begin Data provided

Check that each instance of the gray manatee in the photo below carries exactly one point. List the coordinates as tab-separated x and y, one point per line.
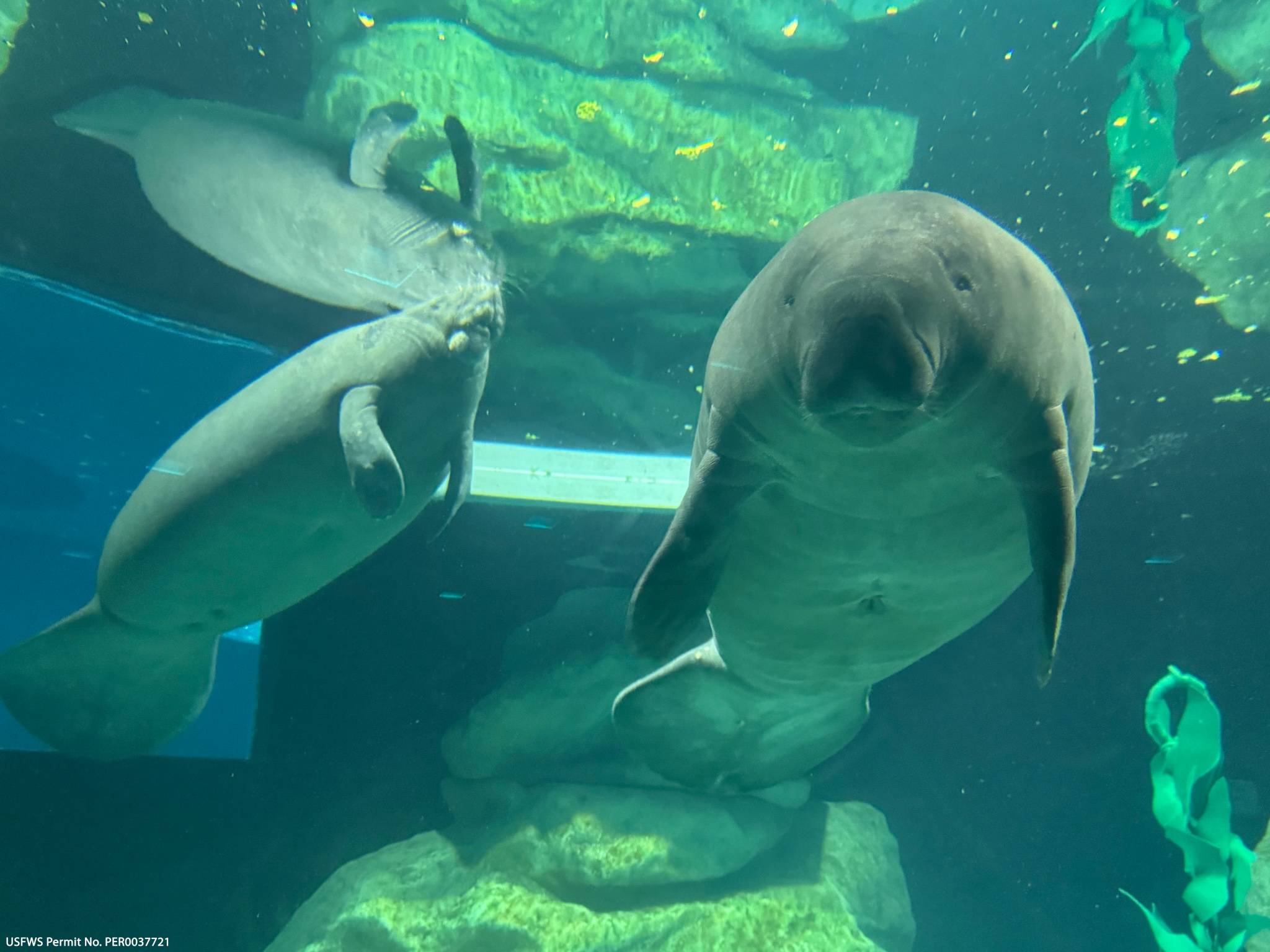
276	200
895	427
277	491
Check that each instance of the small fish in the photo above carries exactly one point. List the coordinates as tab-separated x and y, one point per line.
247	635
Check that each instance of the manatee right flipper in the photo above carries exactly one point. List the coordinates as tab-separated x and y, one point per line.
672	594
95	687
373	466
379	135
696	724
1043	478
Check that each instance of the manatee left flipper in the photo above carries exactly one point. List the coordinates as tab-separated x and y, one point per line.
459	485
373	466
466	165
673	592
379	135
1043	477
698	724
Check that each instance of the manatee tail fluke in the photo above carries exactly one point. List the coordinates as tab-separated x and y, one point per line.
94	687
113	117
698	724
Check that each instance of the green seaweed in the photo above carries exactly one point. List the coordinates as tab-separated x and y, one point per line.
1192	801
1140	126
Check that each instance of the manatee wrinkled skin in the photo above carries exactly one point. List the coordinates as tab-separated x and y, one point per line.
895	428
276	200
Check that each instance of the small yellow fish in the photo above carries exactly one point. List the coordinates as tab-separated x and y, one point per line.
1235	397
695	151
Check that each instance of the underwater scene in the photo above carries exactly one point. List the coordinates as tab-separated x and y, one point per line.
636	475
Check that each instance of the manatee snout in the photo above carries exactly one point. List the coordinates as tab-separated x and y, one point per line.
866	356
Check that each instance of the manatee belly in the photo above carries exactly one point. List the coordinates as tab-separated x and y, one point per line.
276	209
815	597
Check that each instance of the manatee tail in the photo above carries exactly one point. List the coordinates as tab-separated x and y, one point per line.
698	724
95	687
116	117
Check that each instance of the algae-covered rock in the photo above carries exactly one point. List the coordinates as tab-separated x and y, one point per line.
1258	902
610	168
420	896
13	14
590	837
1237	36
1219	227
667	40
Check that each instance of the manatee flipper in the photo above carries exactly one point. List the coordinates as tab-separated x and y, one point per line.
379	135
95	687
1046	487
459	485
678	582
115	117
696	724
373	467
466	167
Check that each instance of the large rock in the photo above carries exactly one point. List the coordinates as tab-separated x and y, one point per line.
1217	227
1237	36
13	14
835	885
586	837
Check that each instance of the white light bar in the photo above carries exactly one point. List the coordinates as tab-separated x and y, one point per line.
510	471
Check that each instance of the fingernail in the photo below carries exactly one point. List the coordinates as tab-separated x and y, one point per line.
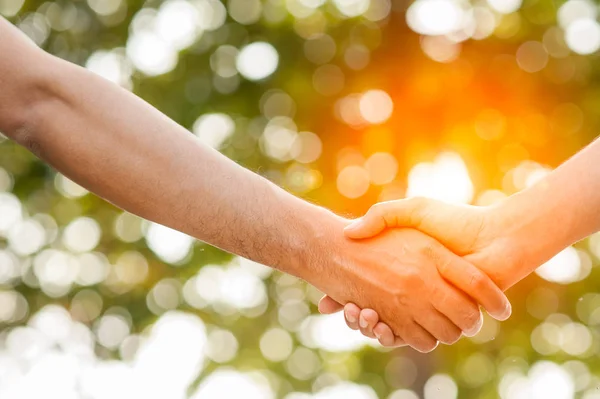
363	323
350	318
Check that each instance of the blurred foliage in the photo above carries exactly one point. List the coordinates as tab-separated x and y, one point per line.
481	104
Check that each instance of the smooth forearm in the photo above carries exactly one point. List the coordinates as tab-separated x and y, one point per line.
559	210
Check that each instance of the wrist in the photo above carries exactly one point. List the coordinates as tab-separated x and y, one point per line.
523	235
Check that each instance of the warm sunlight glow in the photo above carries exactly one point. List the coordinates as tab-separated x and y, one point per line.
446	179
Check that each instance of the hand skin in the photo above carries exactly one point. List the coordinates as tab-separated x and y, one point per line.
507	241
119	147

end Data provided

To do: Multiply every x and y coordinate in the answers by 0.55, rounding to whole numbers with halves rounded up. Reproduce only the part that opens with the line containing "Check that each instance of the smooth" and closes at the end of the rows, keeping the requests unchanged and in place.

Output for this exercise:
Check that each instance of the smooth forearm in the photo above carries exactly one point. List the coordinates as tab-separated x and y, one point per line.
307	116
Check that each instance of the wrist in the photo above carries exactly one point. List the coordinates as tab-separated x and y, one point per line.
288	129
Check that each instance of the warm sunlight glow in the photo above carries exactly one point. List the coordinates as tab-separated x and y, one point per line.
245	98
Check that each instance of the hand skin in the photo above carries exactly one point. List the coordinates as tab-separated x and y, one point per line.
279	133
65	81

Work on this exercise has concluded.